■ **PROBLEM DETAILS**
Produce a verbatim transcript of the entries below, excluding pictures.

■ **Dataset entries**
-------

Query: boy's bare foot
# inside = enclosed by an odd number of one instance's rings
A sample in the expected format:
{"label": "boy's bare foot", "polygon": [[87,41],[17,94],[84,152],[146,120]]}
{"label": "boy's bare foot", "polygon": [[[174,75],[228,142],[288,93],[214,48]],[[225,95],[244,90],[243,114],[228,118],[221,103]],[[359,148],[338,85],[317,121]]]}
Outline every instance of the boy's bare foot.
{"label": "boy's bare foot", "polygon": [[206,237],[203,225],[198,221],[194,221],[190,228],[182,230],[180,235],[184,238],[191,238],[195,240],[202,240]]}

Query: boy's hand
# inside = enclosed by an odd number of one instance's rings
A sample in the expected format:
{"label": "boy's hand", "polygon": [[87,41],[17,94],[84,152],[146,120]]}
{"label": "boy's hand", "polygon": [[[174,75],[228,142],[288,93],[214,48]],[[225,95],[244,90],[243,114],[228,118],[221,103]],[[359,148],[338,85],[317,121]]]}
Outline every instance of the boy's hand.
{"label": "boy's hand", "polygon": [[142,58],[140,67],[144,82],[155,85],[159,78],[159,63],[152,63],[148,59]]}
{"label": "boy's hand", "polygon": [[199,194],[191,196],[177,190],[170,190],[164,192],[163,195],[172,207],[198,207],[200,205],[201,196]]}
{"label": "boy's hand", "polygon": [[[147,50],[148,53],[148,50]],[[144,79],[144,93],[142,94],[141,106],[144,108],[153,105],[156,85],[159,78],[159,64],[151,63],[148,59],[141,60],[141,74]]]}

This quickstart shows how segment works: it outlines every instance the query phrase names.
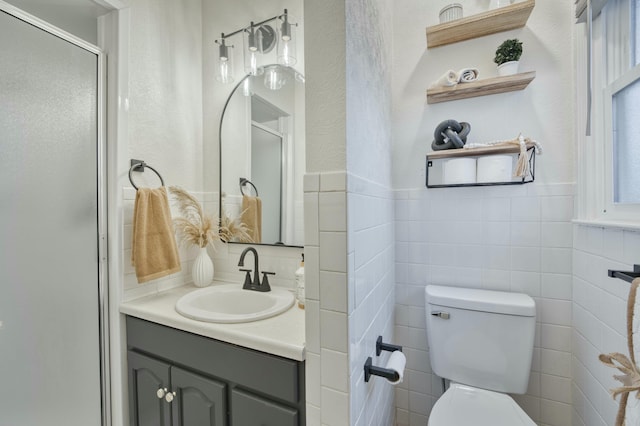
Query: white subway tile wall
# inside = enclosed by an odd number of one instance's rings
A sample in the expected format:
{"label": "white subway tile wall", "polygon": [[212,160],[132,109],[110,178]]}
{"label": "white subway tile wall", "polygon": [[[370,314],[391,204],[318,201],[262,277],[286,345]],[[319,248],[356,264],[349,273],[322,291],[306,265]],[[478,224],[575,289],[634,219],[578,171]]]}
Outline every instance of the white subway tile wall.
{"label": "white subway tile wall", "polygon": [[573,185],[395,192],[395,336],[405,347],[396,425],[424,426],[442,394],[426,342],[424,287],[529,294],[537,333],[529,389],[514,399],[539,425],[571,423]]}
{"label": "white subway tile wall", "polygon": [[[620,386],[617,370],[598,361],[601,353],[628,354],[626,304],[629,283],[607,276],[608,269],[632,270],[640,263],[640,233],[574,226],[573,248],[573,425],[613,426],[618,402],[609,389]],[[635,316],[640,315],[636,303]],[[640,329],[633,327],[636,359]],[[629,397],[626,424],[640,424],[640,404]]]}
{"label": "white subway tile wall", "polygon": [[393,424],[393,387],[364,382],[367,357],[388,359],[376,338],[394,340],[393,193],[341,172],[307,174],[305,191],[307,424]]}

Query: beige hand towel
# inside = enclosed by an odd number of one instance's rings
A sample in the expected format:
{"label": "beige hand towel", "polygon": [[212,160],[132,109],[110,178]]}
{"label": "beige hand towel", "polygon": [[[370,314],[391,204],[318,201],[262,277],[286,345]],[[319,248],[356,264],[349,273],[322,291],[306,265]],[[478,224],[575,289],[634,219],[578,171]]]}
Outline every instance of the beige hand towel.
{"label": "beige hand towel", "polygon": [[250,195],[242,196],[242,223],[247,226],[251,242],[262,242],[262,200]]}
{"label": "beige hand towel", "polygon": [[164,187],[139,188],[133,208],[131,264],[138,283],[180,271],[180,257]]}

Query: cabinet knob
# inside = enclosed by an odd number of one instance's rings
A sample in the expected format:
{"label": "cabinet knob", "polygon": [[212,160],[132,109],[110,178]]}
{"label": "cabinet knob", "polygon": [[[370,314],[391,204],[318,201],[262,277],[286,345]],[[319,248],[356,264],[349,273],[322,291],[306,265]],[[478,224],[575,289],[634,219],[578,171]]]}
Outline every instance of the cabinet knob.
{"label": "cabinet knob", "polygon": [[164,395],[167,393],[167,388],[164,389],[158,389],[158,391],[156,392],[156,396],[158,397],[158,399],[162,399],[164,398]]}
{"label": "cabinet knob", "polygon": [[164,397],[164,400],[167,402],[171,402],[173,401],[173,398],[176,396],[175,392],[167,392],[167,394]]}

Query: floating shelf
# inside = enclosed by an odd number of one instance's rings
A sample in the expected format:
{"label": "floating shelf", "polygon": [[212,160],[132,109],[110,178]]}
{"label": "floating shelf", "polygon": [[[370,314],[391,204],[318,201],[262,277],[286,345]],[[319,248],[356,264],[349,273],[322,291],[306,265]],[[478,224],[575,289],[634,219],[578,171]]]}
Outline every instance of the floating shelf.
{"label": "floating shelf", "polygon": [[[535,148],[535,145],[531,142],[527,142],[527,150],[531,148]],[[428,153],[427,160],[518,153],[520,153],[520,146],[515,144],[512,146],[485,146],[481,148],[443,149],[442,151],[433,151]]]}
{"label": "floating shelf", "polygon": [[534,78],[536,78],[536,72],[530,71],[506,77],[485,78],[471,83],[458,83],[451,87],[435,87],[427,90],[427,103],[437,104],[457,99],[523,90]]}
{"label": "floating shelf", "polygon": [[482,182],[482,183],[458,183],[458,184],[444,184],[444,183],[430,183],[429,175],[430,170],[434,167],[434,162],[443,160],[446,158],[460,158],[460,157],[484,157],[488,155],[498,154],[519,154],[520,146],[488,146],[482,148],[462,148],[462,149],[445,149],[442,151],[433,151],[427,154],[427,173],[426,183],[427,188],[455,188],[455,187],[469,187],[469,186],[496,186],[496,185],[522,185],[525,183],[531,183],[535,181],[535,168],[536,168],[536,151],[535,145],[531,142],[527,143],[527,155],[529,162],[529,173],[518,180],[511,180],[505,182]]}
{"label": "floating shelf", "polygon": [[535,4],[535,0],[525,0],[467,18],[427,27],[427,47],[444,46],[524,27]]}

-------

■ **ANSWER TO THIS TASK**
Query: boy's bare foot
# inside = enclosed by an odd number of one instance's rings
A sample in the expected format:
{"label": "boy's bare foot", "polygon": [[87,41],[17,94],[84,152],[146,120]]}
{"label": "boy's bare foot", "polygon": [[[174,75],[228,142],[288,93],[214,48]],[[225,95],[244,90],[243,114],[228,118],[221,103]],[[359,148],[338,85],[317,121]]]}
Outline every instance of the boy's bare foot.
{"label": "boy's bare foot", "polygon": [[206,237],[203,225],[198,221],[194,221],[190,228],[182,230],[180,235],[184,238],[191,238],[195,240],[202,240]]}

Query: boy's hand
# inside = enclosed by an odd number of one instance's rings
A sample in the expected format:
{"label": "boy's hand", "polygon": [[87,41],[17,94],[84,152],[146,120]]}
{"label": "boy's hand", "polygon": [[[174,75],[228,142],[288,93],[214,48]],[[225,95],[244,90],[243,114],[228,118],[221,103]],[[359,148],[338,85],[317,121]]]}
Outline every instance of the boy's hand.
{"label": "boy's hand", "polygon": [[142,58],[140,67],[144,82],[155,85],[159,78],[159,63],[152,63],[148,59]]}
{"label": "boy's hand", "polygon": [[199,194],[191,196],[177,190],[170,190],[164,192],[163,195],[172,207],[198,207],[200,205],[201,196]]}
{"label": "boy's hand", "polygon": [[[147,50],[148,53],[148,50]],[[144,79],[144,93],[142,94],[141,106],[144,108],[153,105],[156,85],[159,78],[159,64],[151,63],[148,59],[141,60],[141,74]]]}

This quickstart shows how segment works: it outlines every instance the query phrase names.
Query: white subway tile wall
# inside = enclosed by an odd number of one instance's rings
A sample in the expected format:
{"label": "white subway tile wall", "polygon": [[212,160],[132,109],[110,178]]}
{"label": "white subway tile wall", "polygon": [[[370,314],[391,204],[318,201],[262,277],[286,345]],[[319,248],[356,264],[349,273],[322,291],[306,265]],[[478,224],[575,289],[634,219],[578,171]]]}
Outline every instance of the white subway tile wall.
{"label": "white subway tile wall", "polygon": [[573,185],[395,192],[395,336],[405,347],[396,425],[424,426],[442,394],[426,342],[424,287],[529,294],[537,333],[529,389],[514,399],[539,425],[571,423]]}
{"label": "white subway tile wall", "polygon": [[[620,386],[617,370],[598,361],[601,353],[628,354],[626,304],[629,283],[607,276],[608,269],[632,270],[640,263],[640,233],[574,226],[573,248],[573,425],[613,426],[618,402],[609,389]],[[635,316],[640,315],[636,303]],[[640,329],[633,327],[636,359]],[[629,397],[626,424],[640,424],[640,404]]]}
{"label": "white subway tile wall", "polygon": [[393,424],[393,387],[364,382],[367,357],[388,359],[376,338],[394,340],[393,193],[341,172],[307,174],[305,191],[307,424]]}

Query: beige hand towel
# inside = enclosed by an odd number of one instance's rings
A sample in the expected format:
{"label": "beige hand towel", "polygon": [[212,160],[132,109],[110,178]]}
{"label": "beige hand towel", "polygon": [[[370,314],[391,204],[318,201],[262,277],[286,345]],[[319,248],[356,264],[349,273],[322,291],[306,265]],[[478,224],[575,289],[634,219],[578,171]]]}
Outline every instance of the beige hand towel.
{"label": "beige hand towel", "polygon": [[250,195],[242,196],[242,223],[247,226],[251,242],[262,242],[262,200]]}
{"label": "beige hand towel", "polygon": [[164,187],[139,188],[133,208],[131,264],[138,283],[180,271],[180,257]]}

Query: cabinet knob
# inside = enclosed by an odd number of one instance's rings
A sample in the expected format:
{"label": "cabinet knob", "polygon": [[212,160],[132,109],[110,178]]}
{"label": "cabinet knob", "polygon": [[[370,314],[391,204],[318,201],[262,277],[286,345]],[[319,248],[356,264],[349,273],[322,291],[306,265]],[[478,224],[575,289],[634,219],[578,171]]]}
Outline every instance of the cabinet knob.
{"label": "cabinet knob", "polygon": [[164,395],[167,393],[167,388],[164,389],[158,389],[158,391],[156,392],[156,396],[158,397],[158,399],[162,399],[164,398]]}
{"label": "cabinet knob", "polygon": [[164,397],[164,400],[167,402],[171,402],[173,401],[173,398],[176,396],[175,392],[167,392],[167,394]]}

Query: floating shelf
# inside = enclosed by an odd number of one instance's rings
A sample in the expected format:
{"label": "floating shelf", "polygon": [[212,160],[132,109],[110,178]]}
{"label": "floating shelf", "polygon": [[[370,314],[391,204],[318,201],[262,277],[286,345]],[[319,248],[356,264],[349,273],[322,291],[306,265]],[[478,224],[575,289],[634,219],[578,171]]]}
Outline every instance of the floating shelf.
{"label": "floating shelf", "polygon": [[[535,148],[535,145],[531,142],[527,142],[527,150],[531,148]],[[428,153],[427,160],[518,153],[520,153],[520,146],[515,144],[512,146],[485,146],[481,148],[443,149],[442,151],[433,151]]]}
{"label": "floating shelf", "polygon": [[534,78],[536,78],[536,72],[530,71],[506,77],[485,78],[471,83],[458,83],[451,87],[435,87],[427,90],[427,103],[437,104],[457,99],[523,90]]}
{"label": "floating shelf", "polygon": [[482,182],[482,183],[458,183],[458,184],[444,184],[444,183],[430,183],[429,175],[430,170],[434,167],[434,162],[443,160],[446,158],[460,158],[460,157],[484,157],[488,155],[498,154],[519,154],[520,146],[488,146],[482,148],[462,148],[462,149],[445,149],[442,151],[433,151],[427,154],[427,173],[426,183],[427,188],[455,188],[455,187],[469,187],[469,186],[496,186],[496,185],[522,185],[525,183],[531,183],[535,181],[535,168],[536,168],[536,151],[535,145],[531,142],[527,143],[527,155],[529,162],[529,173],[518,180],[511,180],[505,182]]}
{"label": "floating shelf", "polygon": [[535,4],[535,0],[525,0],[467,18],[427,27],[427,47],[444,46],[524,27]]}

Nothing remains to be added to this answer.